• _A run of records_
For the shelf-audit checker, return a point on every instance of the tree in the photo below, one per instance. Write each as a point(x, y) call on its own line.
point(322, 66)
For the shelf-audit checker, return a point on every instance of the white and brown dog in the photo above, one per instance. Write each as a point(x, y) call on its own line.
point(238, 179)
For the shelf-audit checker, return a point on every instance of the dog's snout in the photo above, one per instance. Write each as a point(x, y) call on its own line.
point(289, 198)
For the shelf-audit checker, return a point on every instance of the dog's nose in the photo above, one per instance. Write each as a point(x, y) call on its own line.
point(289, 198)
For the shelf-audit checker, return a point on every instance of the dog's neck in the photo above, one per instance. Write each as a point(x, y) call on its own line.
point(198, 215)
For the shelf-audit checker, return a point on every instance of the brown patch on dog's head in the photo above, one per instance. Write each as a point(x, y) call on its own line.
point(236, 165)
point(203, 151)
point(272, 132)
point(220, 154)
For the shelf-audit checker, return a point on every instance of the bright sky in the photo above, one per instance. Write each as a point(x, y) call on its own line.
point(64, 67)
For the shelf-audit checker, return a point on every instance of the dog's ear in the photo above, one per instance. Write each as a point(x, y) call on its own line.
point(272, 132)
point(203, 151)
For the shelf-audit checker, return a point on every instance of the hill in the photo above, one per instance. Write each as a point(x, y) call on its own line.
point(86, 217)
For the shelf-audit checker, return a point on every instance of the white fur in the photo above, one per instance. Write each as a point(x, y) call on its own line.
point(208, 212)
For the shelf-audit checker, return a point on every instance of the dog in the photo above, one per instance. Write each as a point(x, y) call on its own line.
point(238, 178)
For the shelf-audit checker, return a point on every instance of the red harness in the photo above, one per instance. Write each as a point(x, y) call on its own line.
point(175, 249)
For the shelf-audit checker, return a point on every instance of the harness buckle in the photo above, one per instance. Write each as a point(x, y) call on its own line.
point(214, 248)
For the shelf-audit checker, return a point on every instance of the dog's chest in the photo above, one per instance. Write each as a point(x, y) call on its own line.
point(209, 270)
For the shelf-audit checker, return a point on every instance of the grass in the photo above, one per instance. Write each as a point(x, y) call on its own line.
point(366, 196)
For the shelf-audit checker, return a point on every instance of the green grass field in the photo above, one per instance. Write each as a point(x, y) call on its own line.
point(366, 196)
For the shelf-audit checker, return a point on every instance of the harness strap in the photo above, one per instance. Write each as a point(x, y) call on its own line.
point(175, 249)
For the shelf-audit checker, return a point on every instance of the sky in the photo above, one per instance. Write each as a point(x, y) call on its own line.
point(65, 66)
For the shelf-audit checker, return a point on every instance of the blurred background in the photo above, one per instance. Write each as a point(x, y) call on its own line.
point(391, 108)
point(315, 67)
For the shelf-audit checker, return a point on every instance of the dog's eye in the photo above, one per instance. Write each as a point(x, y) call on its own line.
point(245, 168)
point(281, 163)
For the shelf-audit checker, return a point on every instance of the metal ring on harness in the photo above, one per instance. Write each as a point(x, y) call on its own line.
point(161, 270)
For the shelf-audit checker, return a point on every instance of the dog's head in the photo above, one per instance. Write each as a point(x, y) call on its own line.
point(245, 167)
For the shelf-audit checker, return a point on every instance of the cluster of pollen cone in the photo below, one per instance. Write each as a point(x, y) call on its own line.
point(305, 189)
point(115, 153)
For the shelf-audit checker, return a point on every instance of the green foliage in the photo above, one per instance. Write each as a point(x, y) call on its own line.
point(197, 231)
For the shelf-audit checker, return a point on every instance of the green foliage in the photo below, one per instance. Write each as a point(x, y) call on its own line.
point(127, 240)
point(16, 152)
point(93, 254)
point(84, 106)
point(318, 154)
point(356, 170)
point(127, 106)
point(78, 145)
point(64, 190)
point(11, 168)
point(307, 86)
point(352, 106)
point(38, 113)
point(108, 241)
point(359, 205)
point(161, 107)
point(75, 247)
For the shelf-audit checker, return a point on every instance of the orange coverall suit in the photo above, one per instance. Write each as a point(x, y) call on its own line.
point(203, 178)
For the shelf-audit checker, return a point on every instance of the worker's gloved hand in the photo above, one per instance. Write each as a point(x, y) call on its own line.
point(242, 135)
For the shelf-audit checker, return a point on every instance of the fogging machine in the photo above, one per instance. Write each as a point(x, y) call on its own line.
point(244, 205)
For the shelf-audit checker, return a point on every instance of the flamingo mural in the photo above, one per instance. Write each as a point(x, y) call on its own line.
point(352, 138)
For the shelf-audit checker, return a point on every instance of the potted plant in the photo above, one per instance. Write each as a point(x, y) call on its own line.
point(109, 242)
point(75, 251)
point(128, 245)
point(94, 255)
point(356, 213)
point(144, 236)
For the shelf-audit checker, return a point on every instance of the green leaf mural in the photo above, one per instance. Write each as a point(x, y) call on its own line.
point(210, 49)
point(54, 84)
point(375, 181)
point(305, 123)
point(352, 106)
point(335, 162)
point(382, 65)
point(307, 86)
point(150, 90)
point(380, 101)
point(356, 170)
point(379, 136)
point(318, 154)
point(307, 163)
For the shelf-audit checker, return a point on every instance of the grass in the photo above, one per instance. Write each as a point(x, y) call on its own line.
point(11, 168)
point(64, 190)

• _TO DO_
Exactly reproduce all of the entries above.

• _SOLUTION_
For the shelf-audit checker, return a point on every instance of the tree in the photo below, one per instance. Write each as a point(x, y) call on its own line.
point(322, 66)
For the shelf-audit checker, return a point on every instance of the white and brown dog in the photo above, one per instance. Write each as a point(x, y) call on its own line.
point(238, 179)
For the shelf-audit checker, return a point on every instance of the dog's snout in the photo above, one per instance. Write each as a point(x, y) call on its own line.
point(289, 198)
For the shelf-audit checker, return a point on every instance of the dog's nose in the photo above, one per instance. Write each as a point(x, y) call on its own line.
point(289, 198)
For the shelf-audit checker, return a point on every instance of the dog's neck in the photo above, one per instance. Write each as a point(x, y) call on its own line.
point(198, 215)
For the shelf-audit checker, return a point on every instance of the brown patch on dog's head in the photo above, one per instance. Write each as a point(x, y) call on its own line.
point(236, 165)
point(203, 151)
point(272, 132)
point(220, 154)
For the shelf-audit checker, return a point on every instance of the bright sky in the photo above, one per instance. Write each as a point(x, y) call on its own line.
point(64, 67)
For the shelf-audit checker, return a point on every instance of the dog's ear in the photo above, one per instance. Write each as a point(x, y) call on its own line.
point(272, 132)
point(203, 151)
For the shelf-audit checker, return a point on every instance of the hill in the photo above, one per instance. Write each as a point(x, y) call on its own line.
point(86, 217)
For the shelf-audit checker, return a point on every instance of the white fur in the photo above, one per instance. Write each as a point(x, y) call on its own line.
point(208, 212)
For the shelf-audit checker, return a point on every instance of the dog in the photo above, one per instance. Write each as a point(x, y) call on its own line.
point(238, 178)
For the shelf-audit checker, return a point on every instance of the red harness in the photo above, one per instance. Write each as a point(x, y) call on its own line.
point(175, 249)
For the shelf-audit checker, return a point on every instance of the harness buckle in the photo above, one per instance. Write each as a point(x, y) call on its own line.
point(214, 248)
For the shelf-audit checker, return a point on every instance of the dog's chest in the photo above, one per instance. Write each as a point(x, y) call on its own line.
point(209, 270)
For the shelf-audit checker, return a point on every instance of the grass in the photo above, one per instance. Write each as a point(x, y) call on its own line.
point(366, 196)
For the shelf-audit checker, return a point on every instance of the green grass field in the photo above, one per instance. Write each as a point(x, y) call on its own line.
point(366, 196)
For the shelf-audit checker, return a point on every instance of the harness strap in the photo above, one per instance. Write each as a point(x, y) call on its own line.
point(175, 249)
For the shelf-audit checker, return a point on every instance of the sky in the photo above, one per instance. Write each as a point(x, y) call on its own line.
point(65, 66)
For the shelf-audit checker, return a point on every instance of the blurred background in the photo above, one per instance. Write each as a point(x, y) call on its own line.
point(391, 108)
point(315, 67)
For the shelf-audit checker, return a point on every instance of the dog's eye in the photo above, one per instance. Write each as a point(x, y) call on its own line.
point(245, 168)
point(281, 163)
For the shelf-audit checker, return a point on every instance of the metal ring on harness in the photo above, one per instance. Write each as a point(x, y) call on its own line.
point(161, 270)
For the shelf-audit checker, return a point on every instance of the dog's head in the photo above, one per instance. Write each as a point(x, y) call on its own line.
point(245, 167)
For the shelf-audit checker, return a point on every instance of the cluster of pollen cone in the photo below, one per instance. Write each as a point(x, y) call on its own line.
point(305, 189)
point(115, 153)
For the shelf-audit checker, return a point on every instance of the green foliage in the photo above, one per instance. Write each as a point(x, y) call on its own line.
point(197, 231)
For the shelf-audit checker, return a point on every instance of the green foliage in the photo below, one per instance. Write each as a point(x, y) call on its own line.
point(127, 240)
point(16, 152)
point(93, 254)
point(84, 106)
point(318, 154)
point(356, 170)
point(127, 106)
point(78, 145)
point(64, 190)
point(11, 168)
point(307, 86)
point(352, 106)
point(38, 113)
point(108, 241)
point(359, 205)
point(161, 107)
point(75, 247)
For the shelf-audit checker, return a point on every instance of the orange coverall suit in the photo above, one per instance. Write each as a point(x, y) call on its own line.
point(203, 178)
For the shelf-audit checker, return a point on every instance of the worker's gloved hand in the photo above, one per instance. Write each as a point(x, y) call on its own line.
point(242, 135)
For the shelf-audit checker, return a point on every instance of the fogging machine in the photo above, one per instance. Write each as a point(x, y) call on its own line.
point(244, 205)
For the shelf-audit checker, return a point on every instance of the flamingo mural in the photo above, one per instance. Write each as a point(x, y) call on its own line.
point(352, 138)
For the shelf-audit checker, return a point on every instance of the potted plant in the photo above, one per instance. Write each as a point(x, y) call on its own line.
point(109, 242)
point(75, 251)
point(128, 245)
point(94, 255)
point(356, 213)
point(144, 236)
For the shelf-audit checker, return a point on every instance of the green leaf mural in the photo above, one per instance. Write each as a point(x, y) call on its own line.
point(210, 49)
point(54, 84)
point(375, 181)
point(305, 123)
point(352, 106)
point(335, 162)
point(382, 65)
point(307, 86)
point(150, 90)
point(380, 101)
point(356, 170)
point(379, 136)
point(318, 154)
point(307, 163)
For the shelf-audit checker, return a point on every instance of the grass in the photo above, one per instance. Write each as a point(x, y) call on its own line.
point(11, 168)
point(64, 190)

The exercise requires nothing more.